# BRIEF
Reproduce the material below word for word, keeping every line unchanged.
=-=-=
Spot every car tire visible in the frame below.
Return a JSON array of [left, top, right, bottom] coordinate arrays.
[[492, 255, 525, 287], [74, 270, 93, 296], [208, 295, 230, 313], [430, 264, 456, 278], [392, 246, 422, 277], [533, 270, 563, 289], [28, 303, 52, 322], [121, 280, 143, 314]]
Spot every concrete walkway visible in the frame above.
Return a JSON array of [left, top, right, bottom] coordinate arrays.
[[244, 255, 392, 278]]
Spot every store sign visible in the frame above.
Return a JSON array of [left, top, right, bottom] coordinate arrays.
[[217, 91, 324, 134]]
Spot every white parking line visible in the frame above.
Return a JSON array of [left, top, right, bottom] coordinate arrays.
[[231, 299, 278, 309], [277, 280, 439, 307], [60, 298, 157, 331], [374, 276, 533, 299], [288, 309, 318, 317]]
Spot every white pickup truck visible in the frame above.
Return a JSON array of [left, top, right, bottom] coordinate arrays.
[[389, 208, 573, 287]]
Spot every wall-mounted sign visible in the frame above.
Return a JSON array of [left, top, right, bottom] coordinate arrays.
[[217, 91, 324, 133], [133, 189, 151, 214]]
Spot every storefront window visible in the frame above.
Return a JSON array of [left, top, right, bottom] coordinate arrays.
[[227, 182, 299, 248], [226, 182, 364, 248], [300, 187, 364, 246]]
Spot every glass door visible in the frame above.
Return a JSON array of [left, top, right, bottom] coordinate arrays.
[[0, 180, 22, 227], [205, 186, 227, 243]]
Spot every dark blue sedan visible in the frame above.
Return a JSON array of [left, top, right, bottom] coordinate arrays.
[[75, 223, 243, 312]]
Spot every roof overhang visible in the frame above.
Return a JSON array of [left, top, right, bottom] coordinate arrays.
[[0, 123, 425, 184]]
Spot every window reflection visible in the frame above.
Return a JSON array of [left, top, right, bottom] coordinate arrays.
=-=-=
# COMPLETED EXERCISE
Spot every car tire visible in the frame below.
Return a JSON array of [left, top, right, bottom] coordinate arrays.
[[492, 255, 525, 287], [74, 270, 93, 296], [208, 295, 230, 313], [430, 264, 456, 278], [392, 246, 422, 277], [533, 270, 563, 289], [28, 303, 52, 322], [121, 280, 143, 314]]
Spot every concrete walkway visible in the frame above.
Return a JSON array of [left, top, right, bottom] coordinate arrays.
[[244, 255, 392, 278]]
Spot every store sign visible in the frame above.
Return a JSON array of [left, top, right, bottom] coordinate arrays.
[[217, 91, 324, 134]]
Spot every white parking line visible in the frame above.
Return a JSON array of [left, top, right, bottom] coordinate arrays.
[[231, 299, 278, 309], [277, 280, 439, 307], [60, 298, 157, 331], [374, 276, 533, 299], [288, 309, 318, 317]]
Spot every white pickup truck visible in the frame above.
Return a JSON array of [left, top, right, bottom] coordinate arrays.
[[389, 208, 573, 287]]
Spot every wall-mounted sign visible in the frame above.
Return a JSON array of [left, top, right, bottom] coordinate arrays.
[[217, 91, 324, 133], [133, 189, 151, 214]]
Spot every storefront window visible in the frame above.
Return a JSON array of [left, top, right, bottom] coordinate arrays.
[[227, 182, 299, 248], [226, 182, 364, 248], [300, 187, 364, 246]]
Spot every glass door visible in the frame above.
Return a JSON array of [left, top, right, bottom] coordinate arrays.
[[0, 180, 22, 227], [205, 186, 227, 243]]
Spot every dark blue sedan visible in the frame above.
Return a JSON array of [left, top, right, bottom] coordinate arrays.
[[75, 223, 243, 312]]
Spot every roof overhang visible in the frame above.
Return a JSON array of [left, top, right, bottom] coordinate arrays.
[[0, 123, 425, 184]]
Spot every window reflection visible in the frame above.
Return a JSON array of [left, top, right, bottom] coordinate arrays.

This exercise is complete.